» Task to complete
Could you give back every line of the records below, word for word and unchanged?

[Records of labeled boxes]
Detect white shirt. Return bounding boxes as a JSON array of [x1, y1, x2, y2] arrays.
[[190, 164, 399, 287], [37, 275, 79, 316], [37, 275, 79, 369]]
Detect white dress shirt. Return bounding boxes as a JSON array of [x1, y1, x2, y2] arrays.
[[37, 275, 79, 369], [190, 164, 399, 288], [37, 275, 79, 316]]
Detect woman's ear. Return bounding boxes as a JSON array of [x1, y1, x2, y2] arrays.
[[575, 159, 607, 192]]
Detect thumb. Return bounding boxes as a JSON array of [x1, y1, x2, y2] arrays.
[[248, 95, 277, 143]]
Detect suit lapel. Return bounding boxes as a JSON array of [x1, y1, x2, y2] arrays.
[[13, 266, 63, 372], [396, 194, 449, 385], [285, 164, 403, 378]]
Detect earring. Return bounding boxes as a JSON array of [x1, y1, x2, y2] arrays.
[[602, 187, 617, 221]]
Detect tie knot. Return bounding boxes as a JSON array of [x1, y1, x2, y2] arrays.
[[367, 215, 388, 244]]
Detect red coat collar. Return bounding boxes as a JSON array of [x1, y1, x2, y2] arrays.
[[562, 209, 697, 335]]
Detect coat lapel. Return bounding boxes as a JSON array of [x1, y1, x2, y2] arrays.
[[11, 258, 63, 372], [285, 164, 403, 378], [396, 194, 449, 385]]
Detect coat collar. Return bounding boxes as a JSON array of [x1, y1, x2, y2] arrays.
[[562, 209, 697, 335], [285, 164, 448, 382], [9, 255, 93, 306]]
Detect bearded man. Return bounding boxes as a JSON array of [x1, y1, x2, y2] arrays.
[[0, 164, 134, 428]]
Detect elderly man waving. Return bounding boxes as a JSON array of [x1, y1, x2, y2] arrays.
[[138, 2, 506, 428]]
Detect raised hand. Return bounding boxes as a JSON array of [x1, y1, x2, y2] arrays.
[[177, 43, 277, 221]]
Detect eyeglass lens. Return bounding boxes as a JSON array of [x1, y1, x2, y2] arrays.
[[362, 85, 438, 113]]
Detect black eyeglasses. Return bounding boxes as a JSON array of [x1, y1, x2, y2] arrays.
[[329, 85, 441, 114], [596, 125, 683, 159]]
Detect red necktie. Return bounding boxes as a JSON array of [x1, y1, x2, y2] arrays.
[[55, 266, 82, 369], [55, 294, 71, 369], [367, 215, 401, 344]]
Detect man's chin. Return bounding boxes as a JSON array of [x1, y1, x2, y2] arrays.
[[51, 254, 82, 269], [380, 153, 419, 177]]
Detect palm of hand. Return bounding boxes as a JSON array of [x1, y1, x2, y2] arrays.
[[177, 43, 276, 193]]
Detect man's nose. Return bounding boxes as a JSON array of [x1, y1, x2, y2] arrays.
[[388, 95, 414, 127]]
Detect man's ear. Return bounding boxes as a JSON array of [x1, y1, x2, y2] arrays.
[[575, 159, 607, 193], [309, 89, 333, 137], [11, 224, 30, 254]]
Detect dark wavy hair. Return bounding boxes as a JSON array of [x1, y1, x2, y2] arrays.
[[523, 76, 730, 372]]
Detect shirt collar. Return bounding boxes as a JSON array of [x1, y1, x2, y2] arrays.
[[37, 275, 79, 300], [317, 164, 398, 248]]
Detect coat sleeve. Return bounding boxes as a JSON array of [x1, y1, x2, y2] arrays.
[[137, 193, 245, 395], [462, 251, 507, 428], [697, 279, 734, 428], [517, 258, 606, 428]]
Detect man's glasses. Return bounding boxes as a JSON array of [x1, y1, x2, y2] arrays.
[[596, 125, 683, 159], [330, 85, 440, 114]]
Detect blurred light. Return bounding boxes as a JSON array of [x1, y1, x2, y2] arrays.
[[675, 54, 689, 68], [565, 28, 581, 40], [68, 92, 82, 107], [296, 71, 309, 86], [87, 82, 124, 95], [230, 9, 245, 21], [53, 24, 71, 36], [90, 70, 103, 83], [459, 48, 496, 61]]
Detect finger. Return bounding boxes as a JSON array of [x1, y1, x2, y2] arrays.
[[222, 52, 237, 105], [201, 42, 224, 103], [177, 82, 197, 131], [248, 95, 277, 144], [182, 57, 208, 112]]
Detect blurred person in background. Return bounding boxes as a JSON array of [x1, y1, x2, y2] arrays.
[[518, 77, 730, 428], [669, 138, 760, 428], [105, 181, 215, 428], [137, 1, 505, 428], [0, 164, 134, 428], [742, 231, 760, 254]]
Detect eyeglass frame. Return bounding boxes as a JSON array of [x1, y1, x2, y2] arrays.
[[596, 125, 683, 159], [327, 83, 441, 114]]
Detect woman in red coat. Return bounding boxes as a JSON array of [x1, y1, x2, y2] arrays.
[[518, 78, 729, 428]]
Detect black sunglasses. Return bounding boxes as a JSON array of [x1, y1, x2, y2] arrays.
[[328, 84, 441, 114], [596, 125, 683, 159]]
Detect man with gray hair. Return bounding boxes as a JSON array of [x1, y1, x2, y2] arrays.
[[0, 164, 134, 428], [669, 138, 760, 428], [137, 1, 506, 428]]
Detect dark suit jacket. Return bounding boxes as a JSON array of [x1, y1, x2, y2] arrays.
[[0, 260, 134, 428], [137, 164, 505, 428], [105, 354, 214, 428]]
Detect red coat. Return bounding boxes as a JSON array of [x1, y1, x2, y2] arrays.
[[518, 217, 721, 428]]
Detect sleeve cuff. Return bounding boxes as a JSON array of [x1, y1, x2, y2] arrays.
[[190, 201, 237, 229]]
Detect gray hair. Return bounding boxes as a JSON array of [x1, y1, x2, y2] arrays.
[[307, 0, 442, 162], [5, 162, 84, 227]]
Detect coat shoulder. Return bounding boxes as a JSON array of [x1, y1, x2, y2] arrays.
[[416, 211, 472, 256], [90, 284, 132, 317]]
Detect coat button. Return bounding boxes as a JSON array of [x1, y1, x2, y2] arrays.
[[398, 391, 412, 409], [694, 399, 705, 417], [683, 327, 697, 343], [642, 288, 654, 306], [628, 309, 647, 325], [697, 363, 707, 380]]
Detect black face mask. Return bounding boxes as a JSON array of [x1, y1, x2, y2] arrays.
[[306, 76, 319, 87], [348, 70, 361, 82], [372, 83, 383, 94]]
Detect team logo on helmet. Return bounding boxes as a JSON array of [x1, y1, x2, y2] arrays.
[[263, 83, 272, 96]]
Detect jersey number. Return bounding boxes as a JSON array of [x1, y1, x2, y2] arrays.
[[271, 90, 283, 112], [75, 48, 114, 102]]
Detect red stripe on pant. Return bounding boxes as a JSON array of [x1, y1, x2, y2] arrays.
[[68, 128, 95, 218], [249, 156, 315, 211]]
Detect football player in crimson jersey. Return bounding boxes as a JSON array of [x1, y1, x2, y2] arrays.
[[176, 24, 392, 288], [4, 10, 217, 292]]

» Answer to this exercise
Detect white shirt. Return bounding boxes as a JSON array of [x1, y1, x2, y2] arrays.
[[190, 164, 399, 287], [37, 275, 79, 316], [37, 275, 79, 369]]
Detect white dress shirt. Return bounding boxes as a JSON array of [x1, y1, x2, y2] arrays.
[[37, 275, 79, 369], [190, 164, 399, 288], [37, 275, 79, 316]]
Detect woman's ear. Return bounding boxes as a JSON array of [x1, y1, x2, y2] arrays.
[[575, 159, 607, 192]]
Detect thumb. Return bounding boxes as a JSON array of [x1, y1, x2, y2] arrays.
[[248, 95, 277, 143]]
Detect suit lapel. Return bounding boxes as a JSON array of [x1, y1, x2, y2] arrays.
[[13, 266, 63, 372], [396, 194, 449, 385], [285, 164, 403, 378]]
Detect earring. Return bounding boxes as a JSON array of [x1, y1, x2, y2] arrays.
[[602, 187, 617, 221]]
Detect tie knot. Return bounding boxes as a JSON array of [x1, y1, x2, y2] arrays.
[[367, 215, 388, 244]]
Detect red coat collar. Return bounding boxes as a JSON array of [x1, y1, x2, y2] arrays.
[[562, 209, 697, 335]]
Detect coat lapel. Return bounding boxes as a JSON array of [x1, y1, x2, y2] arrays.
[[11, 258, 63, 372], [285, 164, 403, 378], [396, 194, 449, 385]]
Detect coat collar. Return bounding boxes as a JSON array of [x1, y1, x2, y2] arrays.
[[562, 209, 697, 335], [285, 164, 448, 382], [9, 255, 93, 306]]
Detect bearded man. Return bounding boxes as a JSON array of [x1, y1, x2, y2] arrays.
[[0, 164, 134, 428]]
Detect elderly man waving. Return bounding boxes as a JSON array of [x1, y1, x2, y2] arrays.
[[138, 2, 506, 428]]
Detect raised hand. Return bounding boxes as a JSON array of [x1, y1, x2, y2] arrays.
[[177, 43, 277, 221]]
Detect eyeglass lens. Return bounding boxes as a JSON array of [x1, y1, x2, y2] arrays.
[[362, 85, 438, 113]]
Detect black eyeglasses. Return bounding boxes as a JSON array of [x1, y1, x2, y2] arrays.
[[329, 85, 441, 114], [596, 125, 683, 159]]
Detect red necktie. Return bounding boxes as a JSON array of [x1, y1, x2, y2] arrays.
[[55, 266, 82, 369], [55, 294, 71, 369], [367, 215, 401, 344]]
Detect man's chin. Return bounding boxes as a JSON array of [x1, y1, x2, y2] arrays.
[[51, 254, 82, 269], [380, 153, 419, 177]]
Detect palm of hand. Return bounding boxes as a JSON array of [x1, y1, x2, y2] arrays.
[[177, 43, 276, 193]]
Detect man's nose. Return bounding boxes as a JSON array of [x1, y1, x2, y2] arrays.
[[388, 95, 414, 127]]
Detect man's ear. Return bounding boxes as a JSON array of [x1, y1, x2, y2] arrays.
[[575, 159, 607, 193], [309, 89, 333, 137], [11, 224, 30, 254]]
Detect dark wavy hair. Return bounding boxes as a JSON array of [x1, y1, x2, y2] arrays.
[[523, 76, 730, 372]]
Detect shirt collar. Return bounding boxes as a JSON array of [x1, y1, x2, y2] arrays.
[[37, 275, 79, 300], [317, 164, 398, 248]]
Detect coat sleeve. Return bounding boxes as a JSON array of [x1, y1, x2, y2] arrays.
[[137, 193, 245, 395], [462, 251, 507, 428], [697, 279, 734, 428], [517, 258, 606, 428]]
Detect man's glasses. Return bounding boxes as a JSON array of [x1, y1, x2, y2] arrays.
[[596, 125, 683, 159], [330, 85, 440, 114]]
Detect blurred light. Return bounding boxes as a JSON array of [x1, y1, x2, y2] arrays.
[[675, 54, 689, 68], [565, 28, 581, 40], [68, 92, 82, 107], [296, 71, 309, 86], [87, 82, 124, 95], [230, 9, 245, 21], [53, 24, 71, 36], [90, 70, 103, 83], [459, 48, 496, 61]]
Detect finger. Return bounding boxes as a JSON array of [x1, y1, x2, y2] arrays.
[[222, 52, 237, 105], [201, 42, 224, 103], [177, 82, 197, 131], [248, 95, 277, 144], [182, 57, 208, 112]]
Detect blurred person in background. Return bounding boxes as a JSON array of [x1, y1, x2, y2] arrays.
[[518, 77, 730, 428], [669, 138, 760, 428], [105, 181, 215, 428], [137, 1, 505, 428], [0, 164, 134, 428], [742, 231, 760, 254]]
Detect eyeglass frame. Return bounding boxes as a JSON array of [x1, y1, x2, y2] arrays.
[[596, 125, 683, 159], [327, 83, 441, 114]]
Detect woman in red coat. Return bounding boxes as a JSON array of [x1, y1, x2, y2] arrays.
[[518, 78, 729, 428]]
Detect black sunglasses. Return bounding boxes as a JSON array of [x1, y1, x2, y2] arrays.
[[328, 84, 441, 114], [596, 125, 683, 159]]
Detect man with gray hair. Return bounding boxes as a JSON array of [x1, y1, x2, y2] arrays.
[[0, 164, 134, 428], [669, 138, 760, 428], [137, 1, 506, 428]]
Detect dark suit jacket. Return bounding boxes as a JSON array of [x1, y1, x2, y2] arrays.
[[0, 260, 134, 428], [137, 164, 505, 428], [105, 354, 214, 428]]
Detect red coat. Return bounding boxes as a JSON array of [x1, y1, x2, y2] arrays.
[[518, 217, 721, 428]]
Detect sleeve cuff. Return bounding boxes as a JSON array of [x1, y1, x2, y2] arrays.
[[190, 201, 237, 229]]
Detect gray hair. Return bounding boxes as a JSON array of [x1, y1, x2, y2] arrays.
[[307, 0, 442, 162], [5, 162, 84, 227]]
Detect coat shoulder. Return bounding boxes as a JSON array of [x1, y1, x2, y2] arrays.
[[416, 211, 472, 256], [90, 284, 132, 317]]
Detect coat button. Return bounding boxes as a JSON array of [x1, y1, x2, y2] arrays.
[[398, 391, 412, 409], [694, 399, 705, 417], [683, 327, 697, 343], [642, 288, 654, 306], [628, 309, 647, 325], [697, 363, 707, 380]]
Detect black face mask. Return bounding boxes as a JSON array of [x1, y1, x2, y2] arrays.
[[306, 76, 319, 87], [348, 70, 361, 82], [372, 83, 383, 94]]
Detect team logo on helmet. Return bounding boxes as a JSON array of [x1, y1, x2, y2] arrays.
[[263, 83, 272, 96]]
Detect jersey number. Return bounding boxes as a JSON array of [x1, y1, x2, y2] arrays.
[[271, 90, 283, 112], [75, 48, 114, 102]]
Detect red stripe on pant. Return bounding boxes as a JSON array of [x1, y1, x2, y2] arrays.
[[68, 128, 95, 218], [249, 156, 315, 211]]
Detect football player in crimson jersey. Return bounding boxes as a JSON array of [x1, y1, x2, y2] arrays.
[[176, 24, 392, 288], [4, 10, 217, 292]]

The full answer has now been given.